**What to do**
a. In the Cardinal reel thread, what part of the factory spool tends to break off?
b. Rewrite the rows from the line containing "window. Keep it snug." through the end of the rows, including the requests. Multiply every box coordinate in the answers by 1.05 and round to whole numbers, with halves rounded up. Leave out the pictures.

**Excerpted text**
* start *
# zebco Cardinal 4 reels



## overboard (Jul 29, 2011)

must be some of you on here that use these reels. there seems to be a problem with the front of the spool breaking off. they are very thin up front and have a tendency to seperate. I have a bunch of these reels and really like them. there's a guy on E-bay that sells replacement metal spools for these reels. I ordered some from him and am well pleased with them. think he also has for the C-3. I would recommend, to anyone that uses these, to replace the factory spool with the metal one. by the way,this is a common problem with these spools,not an isolated one,so if you'r still using the factory spool consider this option.


----------



## willfishforfood (Sep 7, 2011)

I'm a Cardinal nut and have the aluminum spools and they are great. Did you get them from Mike in Canada? There is some after market plastic spools for $22 out there also. I have around 20 Cardinals form well used to brand new unused.


----------



## overboard (Sep 7, 2011)

yup! that's where I got them. mike arhontakis. he went out of his way to help me. no more broken spools. love finding these at yard sales or flea mkts. for $1-$5. will buy everyone I find. don't have as many as you. think 8 or 9, 1 C-4 is NIB,only have 1 C-3. recently traded a guy a abu C-3 for a zebco C-4. also traded a zebco C-3 for a C-4. some guys like the 3's,I like the 4's. maby i'll keep another C-3 if I find one. have 1 abu C-4 yet. I fish with it,but prefer the zebcos. the guy I traded the C-3 for the C-4 has $2.00 invested in two C-3's. his dad found one at a flea mkt. for $1,and he had bought the C-4 for $1. not bad!


----------



## fender66 (Sep 7, 2011)

This topic caught my eye.

I have a reel that is a Cardinal, but I thought it was an Abu Garcia. I'm going to have to check. Loved that reel and used the crap out of it years ago until I bent the handle. I'm going to have to dig that up again. I know it's in my garage somewhere. I'm sure it's not the same as the 3 and 4 reels that you guys are discussing though.


----------



## overboard (Sep 8, 2011)

zebco and abu garcia both made this type of reel. similar,but totally different. one thing I like about the zebco is that when you open the bail,it locks. both types have bottom drag,which I also like. I can't post pics. maby someone who can, will post some pics. you could look on E-bay-lots of them on there. I believe they made other versions of the cardinals that had rear drag. not the same reel at all.


----------



## Popeye (Sep 25, 2011)

I just recently put mine up. I had the spool break a few years back and found a guy in Ohio that sent me a new one. I believe the original spools were bakelite. Mine was given to me one Christmas when I was like 12 or 13 and yes for you inquiring minds, that's about 40 years ago.


----------
* end *
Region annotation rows
* start *
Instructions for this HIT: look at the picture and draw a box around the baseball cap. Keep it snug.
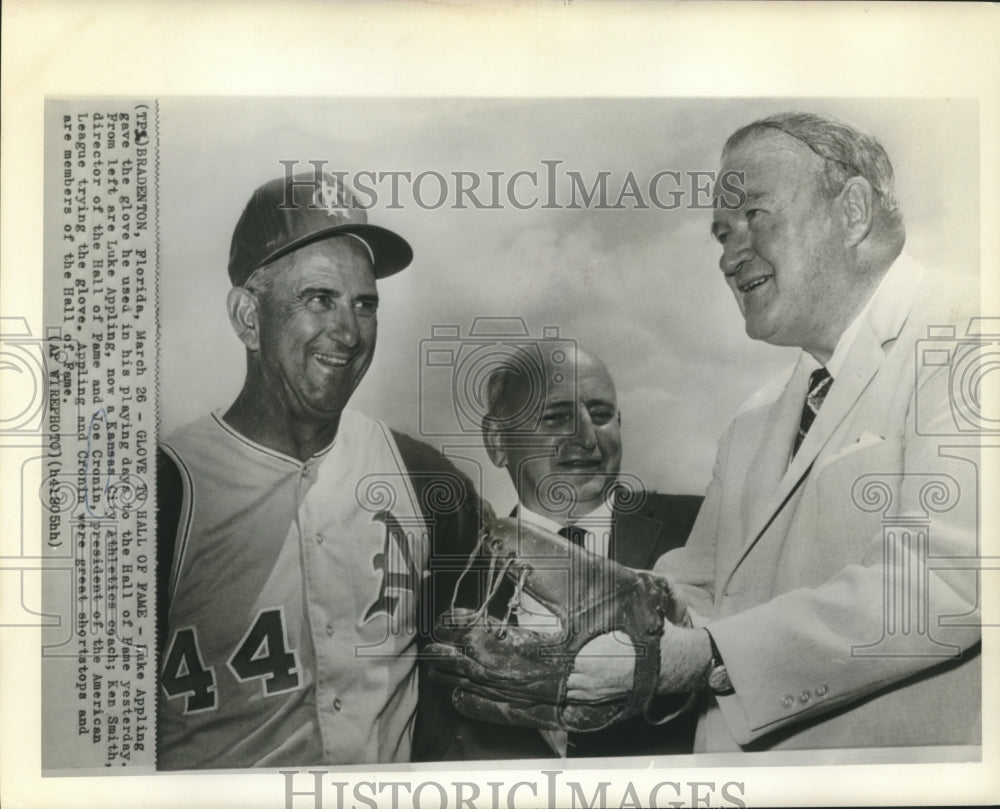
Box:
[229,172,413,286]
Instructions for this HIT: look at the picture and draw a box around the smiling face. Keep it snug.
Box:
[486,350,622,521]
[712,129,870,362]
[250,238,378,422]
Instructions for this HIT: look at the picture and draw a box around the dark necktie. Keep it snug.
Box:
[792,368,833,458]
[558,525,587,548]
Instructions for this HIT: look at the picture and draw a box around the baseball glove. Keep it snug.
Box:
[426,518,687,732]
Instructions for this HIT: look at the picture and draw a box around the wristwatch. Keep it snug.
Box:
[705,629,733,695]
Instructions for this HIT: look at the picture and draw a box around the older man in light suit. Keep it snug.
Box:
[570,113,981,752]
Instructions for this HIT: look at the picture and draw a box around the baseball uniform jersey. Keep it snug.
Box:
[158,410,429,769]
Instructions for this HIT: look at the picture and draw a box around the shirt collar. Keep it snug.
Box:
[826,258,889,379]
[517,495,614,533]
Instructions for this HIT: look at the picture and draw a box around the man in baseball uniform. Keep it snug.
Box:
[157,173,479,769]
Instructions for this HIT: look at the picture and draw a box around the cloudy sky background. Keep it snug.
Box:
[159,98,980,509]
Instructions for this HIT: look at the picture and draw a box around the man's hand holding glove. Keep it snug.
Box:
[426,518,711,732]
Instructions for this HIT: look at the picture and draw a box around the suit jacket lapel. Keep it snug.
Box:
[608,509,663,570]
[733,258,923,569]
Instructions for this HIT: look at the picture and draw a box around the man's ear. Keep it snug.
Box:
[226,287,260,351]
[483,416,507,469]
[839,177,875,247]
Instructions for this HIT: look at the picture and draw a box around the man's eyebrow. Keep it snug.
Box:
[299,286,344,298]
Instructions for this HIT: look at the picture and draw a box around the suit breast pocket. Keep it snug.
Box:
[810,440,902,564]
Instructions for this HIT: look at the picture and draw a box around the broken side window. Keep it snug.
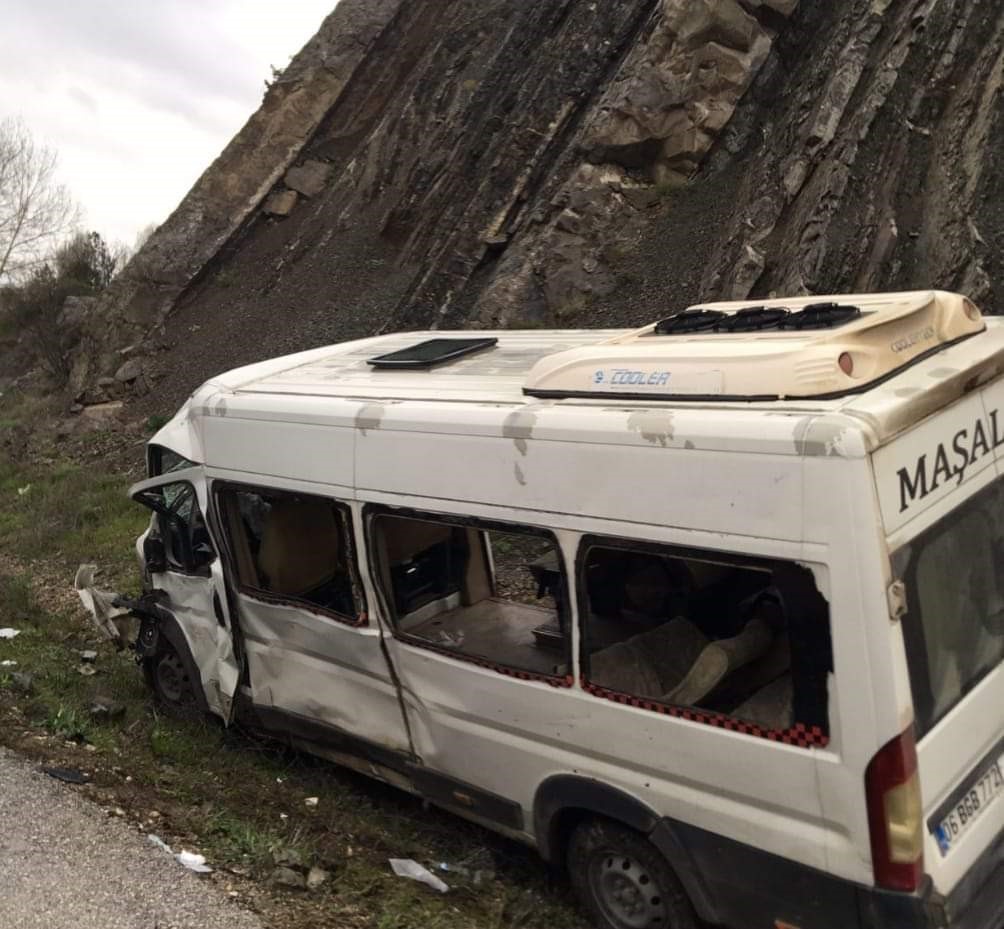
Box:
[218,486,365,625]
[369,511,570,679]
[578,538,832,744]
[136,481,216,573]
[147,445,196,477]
* end *
**Expected responses**
a. The front of the spool.

b.
Instructions for this HIT: look at the picture and draw a box around the broken side window. Keep it snug.
Box:
[229,510,383,656]
[387,537,599,713]
[607,565,874,781]
[143,505,227,602]
[154,467,206,501]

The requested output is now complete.